■ Written task:
Print the listing below in its entirety, character for character.

★ ★ ★

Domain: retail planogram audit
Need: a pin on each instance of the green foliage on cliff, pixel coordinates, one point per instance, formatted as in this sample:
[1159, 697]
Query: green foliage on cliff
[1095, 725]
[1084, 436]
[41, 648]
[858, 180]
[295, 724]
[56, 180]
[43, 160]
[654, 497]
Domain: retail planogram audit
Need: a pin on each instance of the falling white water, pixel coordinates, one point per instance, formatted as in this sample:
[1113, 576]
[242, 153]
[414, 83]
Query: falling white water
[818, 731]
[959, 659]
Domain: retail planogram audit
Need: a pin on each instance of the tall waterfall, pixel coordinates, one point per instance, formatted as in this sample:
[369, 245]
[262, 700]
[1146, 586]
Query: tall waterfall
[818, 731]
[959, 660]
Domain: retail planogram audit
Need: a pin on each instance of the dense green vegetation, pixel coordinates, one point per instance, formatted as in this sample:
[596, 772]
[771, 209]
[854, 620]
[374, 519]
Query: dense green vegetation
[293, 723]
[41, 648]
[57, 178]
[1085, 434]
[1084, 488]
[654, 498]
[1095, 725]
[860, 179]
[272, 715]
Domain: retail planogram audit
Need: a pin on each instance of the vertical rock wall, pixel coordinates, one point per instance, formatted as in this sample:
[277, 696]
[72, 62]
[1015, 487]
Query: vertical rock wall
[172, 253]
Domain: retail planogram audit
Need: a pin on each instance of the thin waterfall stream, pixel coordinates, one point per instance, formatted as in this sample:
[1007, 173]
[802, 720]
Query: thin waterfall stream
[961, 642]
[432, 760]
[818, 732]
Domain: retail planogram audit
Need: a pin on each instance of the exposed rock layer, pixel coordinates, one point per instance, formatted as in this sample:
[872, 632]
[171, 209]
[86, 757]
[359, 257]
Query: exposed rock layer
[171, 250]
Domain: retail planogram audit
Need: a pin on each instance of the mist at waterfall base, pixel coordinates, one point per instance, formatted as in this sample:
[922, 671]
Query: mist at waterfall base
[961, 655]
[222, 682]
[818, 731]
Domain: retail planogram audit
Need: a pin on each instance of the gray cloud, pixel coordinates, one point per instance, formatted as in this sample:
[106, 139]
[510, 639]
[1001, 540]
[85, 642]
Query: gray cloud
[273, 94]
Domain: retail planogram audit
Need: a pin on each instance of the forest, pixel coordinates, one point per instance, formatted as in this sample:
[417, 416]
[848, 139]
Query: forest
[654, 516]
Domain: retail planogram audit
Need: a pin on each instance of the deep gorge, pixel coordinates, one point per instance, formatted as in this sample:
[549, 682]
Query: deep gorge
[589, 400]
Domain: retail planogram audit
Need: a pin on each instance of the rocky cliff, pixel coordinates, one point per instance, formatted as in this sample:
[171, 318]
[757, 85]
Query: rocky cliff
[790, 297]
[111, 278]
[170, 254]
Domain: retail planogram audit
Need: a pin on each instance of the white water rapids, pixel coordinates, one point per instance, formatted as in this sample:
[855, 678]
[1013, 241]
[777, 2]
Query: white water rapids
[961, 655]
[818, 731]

★ ★ ★

■ Full output:
Domain: retail planogram audit
Need: a pin on each instance of the green foliage on cliff, pixel coordinates, one point per instance, formatted as in this sample:
[1159, 697]
Query: green foliage on cliff
[1095, 725]
[1084, 436]
[41, 648]
[858, 180]
[295, 724]
[56, 180]
[43, 160]
[654, 497]
Domain: retail planogram audit
Need: a pin on each instance of the falling white water, pixel coordinates, one point per instance, formatted as in this sample:
[1113, 576]
[242, 153]
[414, 83]
Query: falling white water
[818, 731]
[959, 659]
Domain: retail planogram audit
Need: a pin on each instance of the tall waterfall, pixel coordinates, one point per instance, formatted as in this sample:
[369, 245]
[262, 700]
[1146, 586]
Query: tall waterfall
[818, 731]
[959, 660]
Domain: retail planogram audit
Need: a pin on each instance of the dense green vegetation, pixel coordinates, one point per instance, formatted as in this sample:
[596, 772]
[771, 209]
[854, 620]
[374, 519]
Query: dense green vegetation
[293, 723]
[41, 648]
[57, 178]
[1085, 434]
[1084, 488]
[654, 498]
[1095, 725]
[860, 179]
[272, 715]
Domain: retail planogram audit
Need: a pin on each instance of the vertical rock wall, pixel coordinates, one point per instance, formatted as in this sample:
[277, 696]
[72, 62]
[1015, 487]
Query: vertical rock wall
[172, 253]
Domain: retail planogram audit
Need: a pin on each instance of the thin waterfall stream, pixel coordinates, one point per instance, formatted as in this sample:
[1007, 173]
[802, 720]
Query: thin waterfall stream
[961, 642]
[432, 760]
[818, 732]
Domain: retail planogram audit
Need: a pin on each instance of the exposed rock layer, pixel coordinates, one point per instance, formatted as in this sample:
[872, 632]
[171, 209]
[86, 757]
[359, 257]
Query: exposed rock layer
[171, 250]
Domain: retail planogram audit
Need: a pin on each instance of the mist at waterfall base, pixel coordinates, one point per instance, formatted as in this sample:
[922, 671]
Query: mist at waterfall base
[961, 655]
[222, 682]
[818, 731]
Domain: retail planogram audit
Need: a pin on each instance of the gray cloud, pixel coordinates, one point per instance, formatted as in this sample:
[106, 139]
[510, 639]
[1001, 540]
[85, 642]
Query: gray cloud
[273, 94]
Domain: retail planogram audit
Need: a pin on each instance of the forest, pixel coordinates, one point per instance, formatted as in this sample:
[417, 416]
[848, 139]
Query: forest
[654, 516]
Domain: retail planogram audit
Need: a pin on each instance of the deep gorge, pixel coordinates, one point per instance, formatted as in this sample:
[549, 682]
Query: deep gorge
[589, 400]
Domain: retail planogram audit
Need: a pin on each instance of the rocky cliff, pixel coordinates, one point per instance, formatted as in this sample:
[171, 318]
[757, 85]
Query: rocky cliff
[790, 297]
[111, 278]
[170, 254]
Domain: retail planogram audit
Need: a pin on each instance of the white water rapids, pixel coordinates, one point per instance, formatted as in this sample:
[855, 678]
[1013, 241]
[777, 2]
Query: white water rapids
[961, 655]
[818, 731]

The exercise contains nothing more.